WHAT YOU ARE ASKED TO DO: Return the passage from "The concepts between" to "the select statement)" in the SAS and pandas summary text below, copied word for word.

### DOCUMENT EXCERPT

The concepts between SAS PROC SQL, Excel pivot table, and pandas.pivot_table, df.groupby are similar: to get summaries on a two-way table, where the rows are the group-by and the columns are the select, using SQL language.

I will not get into useful SAS procedures such as PROC MEANS, PROC SUMMARY, etc., even though the concepts are similar.

Columns: select

Rows: groupby (also need to be in the select statement)

Columns

Below is a simple select statement,selecting all the columns, using a where statement to filter.

codeselect.sas

SELECT * 
FROM data WHERE date > '2022-04-29'd and tempreture < 0;

In Python,

data[(data.date> pd.Timestamp('2022-04-29')) &(data.tempreture < 0)]

Rows and columns

codegroupby.py

tips= sns.load_dataset('tips')
tips.groupby(['smoker', 'day']).agg({'tip': [np.size, np.mean]})
Out: 
               tip
              size  mean
smoker day
Yes    Thur 17.000 3.030
       Fri  15.000 2.714
       Sat  42.000 2.875
       Sun  19.000 3.517
No     Thur 45.000 2.674
       Fri   4.000 2.812
       Sat  45.000 3.103
       Sun  57.000 3.168

Let’s look at an example from a SAS community Q &A.

######
### MATERIAL SHOWN

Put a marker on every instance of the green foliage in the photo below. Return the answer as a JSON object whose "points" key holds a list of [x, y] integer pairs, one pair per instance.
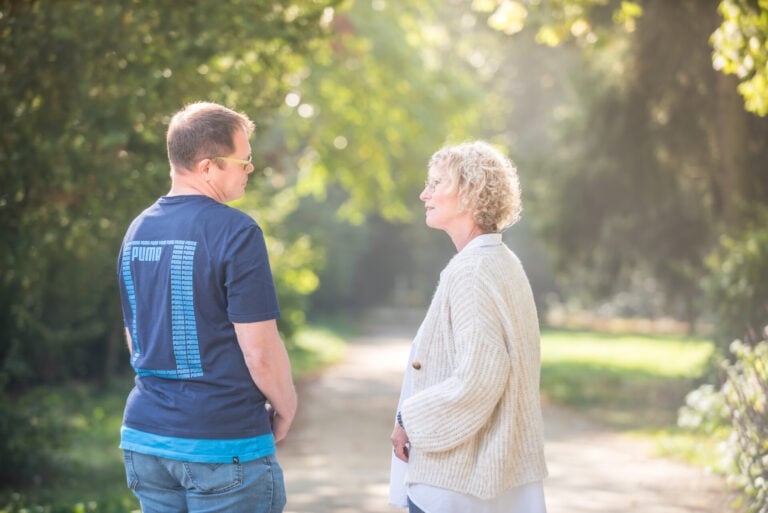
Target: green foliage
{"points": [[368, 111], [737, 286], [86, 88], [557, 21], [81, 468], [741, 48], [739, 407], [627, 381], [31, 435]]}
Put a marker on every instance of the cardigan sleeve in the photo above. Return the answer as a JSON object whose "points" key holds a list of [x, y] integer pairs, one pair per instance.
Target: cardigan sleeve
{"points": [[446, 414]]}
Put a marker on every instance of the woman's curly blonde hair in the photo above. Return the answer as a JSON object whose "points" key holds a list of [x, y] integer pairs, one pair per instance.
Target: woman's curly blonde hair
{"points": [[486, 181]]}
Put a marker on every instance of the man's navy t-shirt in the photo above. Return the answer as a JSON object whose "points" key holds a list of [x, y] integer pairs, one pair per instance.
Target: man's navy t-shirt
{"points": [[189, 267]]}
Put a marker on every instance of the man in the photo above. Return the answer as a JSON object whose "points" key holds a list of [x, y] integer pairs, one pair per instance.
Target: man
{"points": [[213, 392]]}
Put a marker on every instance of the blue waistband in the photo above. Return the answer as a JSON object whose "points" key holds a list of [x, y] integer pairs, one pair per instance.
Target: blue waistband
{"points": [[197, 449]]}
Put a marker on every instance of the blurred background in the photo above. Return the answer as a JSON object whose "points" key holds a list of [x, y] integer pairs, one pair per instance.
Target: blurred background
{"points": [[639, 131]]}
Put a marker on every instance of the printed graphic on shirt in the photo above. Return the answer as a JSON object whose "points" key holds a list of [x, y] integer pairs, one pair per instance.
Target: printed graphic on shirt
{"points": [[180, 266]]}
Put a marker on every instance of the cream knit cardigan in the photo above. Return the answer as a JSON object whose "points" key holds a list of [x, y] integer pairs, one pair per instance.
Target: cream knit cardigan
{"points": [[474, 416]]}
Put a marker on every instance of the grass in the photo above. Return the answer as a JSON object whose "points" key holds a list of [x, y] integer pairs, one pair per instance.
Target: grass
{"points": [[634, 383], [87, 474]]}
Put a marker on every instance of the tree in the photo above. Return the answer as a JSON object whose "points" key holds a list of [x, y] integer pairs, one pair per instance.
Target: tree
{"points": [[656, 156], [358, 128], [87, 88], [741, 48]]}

######
### MATERIAL SHOWN

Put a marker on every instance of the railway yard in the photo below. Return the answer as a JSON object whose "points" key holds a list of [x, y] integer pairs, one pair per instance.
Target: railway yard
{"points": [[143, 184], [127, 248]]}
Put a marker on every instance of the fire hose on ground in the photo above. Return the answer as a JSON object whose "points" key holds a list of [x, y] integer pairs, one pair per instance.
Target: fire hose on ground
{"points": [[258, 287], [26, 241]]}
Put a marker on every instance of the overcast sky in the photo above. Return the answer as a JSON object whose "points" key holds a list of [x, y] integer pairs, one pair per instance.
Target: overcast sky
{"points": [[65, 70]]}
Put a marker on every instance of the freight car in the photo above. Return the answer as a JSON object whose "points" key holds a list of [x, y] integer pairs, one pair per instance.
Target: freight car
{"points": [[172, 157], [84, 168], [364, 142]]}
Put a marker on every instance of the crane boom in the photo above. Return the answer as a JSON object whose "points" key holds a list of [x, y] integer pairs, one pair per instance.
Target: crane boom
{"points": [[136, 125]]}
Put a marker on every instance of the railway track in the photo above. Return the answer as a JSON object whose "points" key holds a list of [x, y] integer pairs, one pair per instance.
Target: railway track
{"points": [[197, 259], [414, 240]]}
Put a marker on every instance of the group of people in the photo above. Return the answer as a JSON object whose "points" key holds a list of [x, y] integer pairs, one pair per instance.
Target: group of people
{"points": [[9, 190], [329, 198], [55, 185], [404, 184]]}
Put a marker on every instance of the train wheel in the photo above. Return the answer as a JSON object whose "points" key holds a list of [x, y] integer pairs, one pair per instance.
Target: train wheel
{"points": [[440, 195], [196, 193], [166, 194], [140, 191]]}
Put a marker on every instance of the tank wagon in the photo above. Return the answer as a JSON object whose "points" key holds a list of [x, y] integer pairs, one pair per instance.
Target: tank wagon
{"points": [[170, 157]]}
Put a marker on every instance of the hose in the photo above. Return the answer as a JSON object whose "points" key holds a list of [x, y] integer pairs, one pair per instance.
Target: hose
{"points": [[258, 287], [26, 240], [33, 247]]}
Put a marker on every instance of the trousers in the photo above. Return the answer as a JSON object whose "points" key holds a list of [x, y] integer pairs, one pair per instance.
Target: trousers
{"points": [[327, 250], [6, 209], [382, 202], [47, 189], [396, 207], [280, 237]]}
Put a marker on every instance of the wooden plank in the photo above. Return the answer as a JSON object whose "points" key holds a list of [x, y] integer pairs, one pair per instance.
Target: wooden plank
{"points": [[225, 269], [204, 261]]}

######

OUTPUT OF THE EXERCISE:
The concepts between SAS PROC SQL, Excel pivot table, and pandas.pivot_table, df.groupby are similar: to get summaries on a two-way table, where the rows are the group-by and the columns are the select, using SQL language.

I will not get into useful SAS procedures such as PROC MEANS, PROC SUMMARY, etc., even though the concepts are similar.

Columns: select

Rows: groupby (also need to be in the select statement)